## Material erkunden
1. Fasse den Text über Evolution und Kultur in zwei Sätzen zusammen.
2. Führe den Text über Evolution und Kultur bitte nach seinem letzten Satz fort.

## Ausgewählter Auszug
_ _ _

Wilson lässt in “Die soziale Eroberung der Erde” keine Zweifel, dass die kulturelle Evolution die genetische Evolution abfedert[12]. Ich sehe dies ebenfalls als eine wichtige Ergänzung und beziehe mich dabei u.a. auf Steven Pinker. Pinker fasste in seinem Werk “Gewalt: Eine neue Geschichte der Menschheit” die vielfältigen Untersuchungen zu den Ursachen aber auch zum Rückgang der Gewalt unter Menschen zusammen. Die Veränderungen im Umgang miteinander und insbesondere die Reduktion der Gewalt lässt sich allein mit evolutionsbiologischen Ansätzen nicht erklären.[13] Er fasst seine ausführlichen Erläuterungen so zusammen:

“Die biologische Evolution könnte also theoretisch Einfluss auf unsere Neigung zu Gewalt oder Gewaltlosigkeit gehabt haben, wir verfügen aber nicht über stichhaltige Anhaltspunkte, dass dies tatsächlich der Fall war. … die geringste Veränderung von Genhäufigkeiten. Da nicht zu bestreiten ist, dass kulturelle und gesellschaftliche Einflüsse den Zustand unserer besseren Engel (beispielsweise Selbstbeherrschung und Empathie) neu ausrichten und damit unsere gewalttätigen Neigungen unter Kontrolle halten können, verfügen wir durchaus über die Mittel, um den gesamten Rückgang der Gewalt zu erklären, ohne uns auf biologische Evolution in jüngerer Zeit zu berufen. Zumindest vorerst besteht für eine solche Hypothese kein Bedarf.”[14]

Auch Michael Schmidt-Salomon sieht nicht, dass die Evolutionsbiologie die anderen wissenschaftlichen Disziplinen dominieren oder gar ersetzen will[15]. Er schreibt:

“Die korrekte Wahrnehmung des biologisch vorgegebenen Rahmens ist von entscheidender Bedeutung. Ignorieren wir die Breite dieses Rahmens, so laufen wir geradewegs in die Sackgasse des Biologismus, ignorieren wir hingegen, dass dieser biologische Rahmen überhaupt existiert, so landen wir ebenso schnell auf dem Abstellgleis des Kulturismus. Beide Denkungsarten verfehlen ihr Ziel und behindern … den Weg zu einer „Einheit des Wissens“.”[16]

Nach Schmidt-Salomon soll eine naturalistische Grundierung der Sozial- und Geisteswissenschaften verhindern, dass sich diese in empirisch haltlosen, konstruktivistischen Spekulationen ergehen (Stichwort „eleganter Unsinn“).[17]

Dieser elegante Unsinn ist vielleicht genau das, was uns die neoklassische Ökonomie präsentiert. Sie rechtfertig mit ihren unzutreffenden Annahmen und den Verweis auf effiziente Lösungen viele Verhaltensweisen, die wir als ungerecht empfinden[18]. Wilson zeichnet in seinem Buch dagegen ein realistischeres Menschenbild, das sogar den homo oeconomicus als Spezialfall enthalten kann.

_ _ _

## Daten
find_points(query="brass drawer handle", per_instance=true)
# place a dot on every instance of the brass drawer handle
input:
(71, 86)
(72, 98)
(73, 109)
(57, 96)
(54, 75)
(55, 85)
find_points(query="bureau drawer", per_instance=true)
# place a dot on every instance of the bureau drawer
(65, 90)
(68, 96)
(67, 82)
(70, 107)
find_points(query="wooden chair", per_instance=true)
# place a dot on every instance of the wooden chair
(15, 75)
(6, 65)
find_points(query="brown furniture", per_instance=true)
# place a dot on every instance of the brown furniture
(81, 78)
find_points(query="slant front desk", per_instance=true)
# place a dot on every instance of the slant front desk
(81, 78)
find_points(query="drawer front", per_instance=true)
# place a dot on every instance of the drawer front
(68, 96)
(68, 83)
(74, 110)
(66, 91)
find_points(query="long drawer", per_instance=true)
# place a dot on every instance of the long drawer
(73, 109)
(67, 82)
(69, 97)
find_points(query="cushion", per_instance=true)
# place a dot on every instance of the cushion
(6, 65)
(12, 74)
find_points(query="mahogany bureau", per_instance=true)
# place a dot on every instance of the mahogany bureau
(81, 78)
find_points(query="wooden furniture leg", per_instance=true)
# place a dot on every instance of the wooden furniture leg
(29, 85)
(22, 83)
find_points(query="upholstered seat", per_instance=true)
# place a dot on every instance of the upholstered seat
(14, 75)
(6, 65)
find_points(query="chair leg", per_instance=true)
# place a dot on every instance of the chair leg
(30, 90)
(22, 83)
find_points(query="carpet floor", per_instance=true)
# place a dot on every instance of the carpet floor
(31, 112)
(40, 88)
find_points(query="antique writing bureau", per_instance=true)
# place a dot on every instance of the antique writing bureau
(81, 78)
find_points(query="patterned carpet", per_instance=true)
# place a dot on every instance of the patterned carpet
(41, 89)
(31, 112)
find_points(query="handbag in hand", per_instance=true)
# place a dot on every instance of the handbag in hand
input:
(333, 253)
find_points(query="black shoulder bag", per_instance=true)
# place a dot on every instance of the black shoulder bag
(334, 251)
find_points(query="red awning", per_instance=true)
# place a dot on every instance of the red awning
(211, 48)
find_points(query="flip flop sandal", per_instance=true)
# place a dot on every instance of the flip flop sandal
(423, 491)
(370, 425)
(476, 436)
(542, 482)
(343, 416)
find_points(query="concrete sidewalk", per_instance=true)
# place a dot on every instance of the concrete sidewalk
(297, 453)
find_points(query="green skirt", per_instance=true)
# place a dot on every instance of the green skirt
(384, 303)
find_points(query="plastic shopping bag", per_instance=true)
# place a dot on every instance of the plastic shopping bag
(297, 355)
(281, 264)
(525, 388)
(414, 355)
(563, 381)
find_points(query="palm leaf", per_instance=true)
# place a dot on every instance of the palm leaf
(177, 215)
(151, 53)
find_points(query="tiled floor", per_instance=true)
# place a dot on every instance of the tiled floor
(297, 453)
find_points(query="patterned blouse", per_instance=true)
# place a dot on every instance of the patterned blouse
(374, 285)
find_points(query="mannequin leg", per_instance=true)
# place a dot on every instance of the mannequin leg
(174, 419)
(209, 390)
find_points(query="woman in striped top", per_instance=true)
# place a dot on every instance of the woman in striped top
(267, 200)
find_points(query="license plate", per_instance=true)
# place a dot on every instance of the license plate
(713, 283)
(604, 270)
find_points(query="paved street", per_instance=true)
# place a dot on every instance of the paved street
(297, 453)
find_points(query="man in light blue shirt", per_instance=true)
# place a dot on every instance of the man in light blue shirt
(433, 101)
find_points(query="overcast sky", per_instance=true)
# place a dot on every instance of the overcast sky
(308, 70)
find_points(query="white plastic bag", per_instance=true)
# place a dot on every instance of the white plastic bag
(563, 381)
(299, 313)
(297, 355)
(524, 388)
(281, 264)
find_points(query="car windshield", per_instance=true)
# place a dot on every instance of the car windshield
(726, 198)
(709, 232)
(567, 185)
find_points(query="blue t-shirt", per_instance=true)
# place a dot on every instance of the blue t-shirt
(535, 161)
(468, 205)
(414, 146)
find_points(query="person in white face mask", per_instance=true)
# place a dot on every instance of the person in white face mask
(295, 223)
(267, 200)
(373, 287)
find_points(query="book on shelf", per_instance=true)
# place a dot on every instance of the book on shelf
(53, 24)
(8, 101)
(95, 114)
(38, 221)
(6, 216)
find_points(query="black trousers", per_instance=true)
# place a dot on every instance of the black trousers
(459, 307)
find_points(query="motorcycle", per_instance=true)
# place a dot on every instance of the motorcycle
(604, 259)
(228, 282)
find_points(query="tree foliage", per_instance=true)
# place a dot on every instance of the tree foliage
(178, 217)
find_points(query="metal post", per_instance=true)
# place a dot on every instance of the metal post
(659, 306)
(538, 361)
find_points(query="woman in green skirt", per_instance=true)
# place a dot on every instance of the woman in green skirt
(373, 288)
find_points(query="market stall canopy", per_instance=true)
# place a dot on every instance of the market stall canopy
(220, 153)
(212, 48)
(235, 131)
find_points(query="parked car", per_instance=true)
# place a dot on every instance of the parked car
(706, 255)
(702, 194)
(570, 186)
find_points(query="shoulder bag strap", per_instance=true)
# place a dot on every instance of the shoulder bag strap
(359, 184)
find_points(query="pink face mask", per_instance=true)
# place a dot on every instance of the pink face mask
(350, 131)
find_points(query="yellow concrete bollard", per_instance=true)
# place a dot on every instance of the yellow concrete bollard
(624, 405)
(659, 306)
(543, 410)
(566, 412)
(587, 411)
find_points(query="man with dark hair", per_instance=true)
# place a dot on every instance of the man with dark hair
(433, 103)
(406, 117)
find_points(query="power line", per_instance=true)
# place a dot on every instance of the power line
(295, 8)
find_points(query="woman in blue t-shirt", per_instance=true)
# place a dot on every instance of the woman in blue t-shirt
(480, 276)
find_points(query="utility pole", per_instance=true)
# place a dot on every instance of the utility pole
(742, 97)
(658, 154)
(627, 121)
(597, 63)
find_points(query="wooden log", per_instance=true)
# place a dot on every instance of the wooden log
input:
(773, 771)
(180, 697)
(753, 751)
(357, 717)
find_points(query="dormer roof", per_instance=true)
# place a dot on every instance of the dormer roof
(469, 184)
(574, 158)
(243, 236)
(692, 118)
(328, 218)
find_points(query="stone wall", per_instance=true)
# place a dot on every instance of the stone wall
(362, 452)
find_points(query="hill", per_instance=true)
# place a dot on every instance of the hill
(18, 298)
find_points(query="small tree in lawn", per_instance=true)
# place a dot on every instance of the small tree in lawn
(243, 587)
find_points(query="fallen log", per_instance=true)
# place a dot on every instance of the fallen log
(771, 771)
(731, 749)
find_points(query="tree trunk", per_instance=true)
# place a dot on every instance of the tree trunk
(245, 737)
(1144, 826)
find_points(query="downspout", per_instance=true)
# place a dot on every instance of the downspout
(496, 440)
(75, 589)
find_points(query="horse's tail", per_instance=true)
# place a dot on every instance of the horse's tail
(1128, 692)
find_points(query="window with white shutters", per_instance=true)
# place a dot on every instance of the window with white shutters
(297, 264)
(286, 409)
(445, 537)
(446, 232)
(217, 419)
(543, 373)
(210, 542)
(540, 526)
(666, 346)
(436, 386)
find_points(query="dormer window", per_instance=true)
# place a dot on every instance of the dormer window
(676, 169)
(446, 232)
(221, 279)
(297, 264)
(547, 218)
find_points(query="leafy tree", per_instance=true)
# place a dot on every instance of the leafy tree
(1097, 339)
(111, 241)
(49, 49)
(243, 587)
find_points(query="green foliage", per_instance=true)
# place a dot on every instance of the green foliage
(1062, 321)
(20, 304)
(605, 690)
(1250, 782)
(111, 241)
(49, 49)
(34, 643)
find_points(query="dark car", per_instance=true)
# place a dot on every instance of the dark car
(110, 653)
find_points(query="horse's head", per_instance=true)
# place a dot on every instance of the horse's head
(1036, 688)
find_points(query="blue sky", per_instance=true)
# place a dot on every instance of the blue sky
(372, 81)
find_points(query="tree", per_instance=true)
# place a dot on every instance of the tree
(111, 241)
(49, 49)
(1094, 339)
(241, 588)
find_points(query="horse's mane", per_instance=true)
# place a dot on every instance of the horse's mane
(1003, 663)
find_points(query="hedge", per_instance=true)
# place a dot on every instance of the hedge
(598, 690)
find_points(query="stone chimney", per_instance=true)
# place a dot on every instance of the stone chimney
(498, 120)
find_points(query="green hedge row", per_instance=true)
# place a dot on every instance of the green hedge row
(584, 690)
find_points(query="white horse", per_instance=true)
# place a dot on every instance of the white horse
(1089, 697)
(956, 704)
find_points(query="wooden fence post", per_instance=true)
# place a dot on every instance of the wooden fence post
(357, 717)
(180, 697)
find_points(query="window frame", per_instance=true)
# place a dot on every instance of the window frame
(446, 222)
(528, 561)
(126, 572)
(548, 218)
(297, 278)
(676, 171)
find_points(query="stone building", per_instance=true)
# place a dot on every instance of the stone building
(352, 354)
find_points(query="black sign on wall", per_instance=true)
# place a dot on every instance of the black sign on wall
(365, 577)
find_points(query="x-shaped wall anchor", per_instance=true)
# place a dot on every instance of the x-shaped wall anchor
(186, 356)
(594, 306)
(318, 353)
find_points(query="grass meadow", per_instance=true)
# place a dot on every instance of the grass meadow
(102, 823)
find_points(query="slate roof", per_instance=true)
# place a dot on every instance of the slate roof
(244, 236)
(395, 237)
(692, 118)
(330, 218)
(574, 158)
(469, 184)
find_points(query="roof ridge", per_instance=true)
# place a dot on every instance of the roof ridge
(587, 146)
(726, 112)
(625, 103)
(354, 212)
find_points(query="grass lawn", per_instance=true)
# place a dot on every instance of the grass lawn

_ _ _

## Lösungen zur Übung
1. Der Text führt Wilson und Pinker dafür an, dass die kulturelle Evolution die genetische abfedert und sich der Rückgang der Gewalt ohne biologische Evolution in jüngerer Zeit erklären lässt. Schmidt-Salomon warnt vor Biologismus wie vor Kulturismus, und die neoklassische Ökonomie wird als möglicher „eleganter Unsinn“ kritisiert, dem Wilson ein realistischeres Menschenbild gegenüberstellt.

2.
Wie auch immer, ich vermute jedenfalls bei der Lektüre des Buches einige Lösungen zur Fragen (dazu mehr in einem späteren Beitrag), auf die mir die Ökonomie keine klare Antwort geben konnte[19].

Was Ökonomen zu dem Buch schreiben

Ich habe bisher nur einen[20] deutschen Ökonomen gefunden, der sich in einem wissenschaftlichen Text auf Wilsons soziale Eroberung der Erde bezieht[21]. Das ist Karlheinz Ruckriegel in seinem sehr lesenswerten Aufsatz “Abschied von der Neoklassik (Standard Economic Model)[22].

Ruckriegel betont, dass Erkenntnisse aus der Neurobiologie zeigen, dass das natürliche Ziel des menschlichen Motivationssystems soziale Gemeinschaft und gelingende soziale Beziehungen mit anderen sind. Weiter schreibt er:

“Der Stand der interdisziplinären Forschung ist, dass Menschen i.d.R. auf Fairness ausgerichtet sind. Evolutionsgeschichtlich war die Menschheit auf Kooperation angewiesen, um zu überleben und sich fortzuentwickeln. Edward O. Wilson schreibt in seinem Buch Die soziale Eroberung der Erde – eine biologische Geschichte des Menschen dazu: „Dass sich Kooperation bei der Fleischgewinnung als Vorteil erwies, führte zur Bildung in hohem Maße organisierter Gruppen“. Kooperation war aber ohne Fairness nicht möglich. Nach Wilson beeinflussen "Kooperativität und Zusammenhalt nachweislich die Überlebensfähigkeit von Gruppen.“ und "es verschafft uns eine tiefe Befriedigung, wenn wir nicht einfach nur gleichmachen und kooperieren. Außerdem gefällt es uns, wenn diejenigen bestraft werden, die nicht kooperieren (Schmarotzer, Kriminelle) oder auch nur keinen statusgemäßen Beitrag zur Gemeinschaft leisten (reiche Müßiggänger).“[23]

Daneben gibt es aber zahlreiche Wissenschaftler, die sich mit der Multilevelselektion in Bezug auf die ökonomische Theorie beschäftigen. Dazu komme ich in einem späteren Text. Im nächsten Beitrag zeige ich erst einmal, wie ich mich überhaupt der Evolutionstheorie genähert habe.

Rezensionen und über Edward O. Wilson

Ausgewählte Rezensionen

Version 1.00, veröffentlicht am 12.10.2015


[1] Mehr zu Biografie von Wilson findet man in: Martin A. Nowak, Kooperative Intelligenz: Das Erfolgsgeheimnis der Evolution, Kindle Edition, 2013, Pos. 2982 ff.

[2] Über Evolutionstheorie und Darwin verfügte ich, wenn überhaupt, über etwas Halbwissen to go.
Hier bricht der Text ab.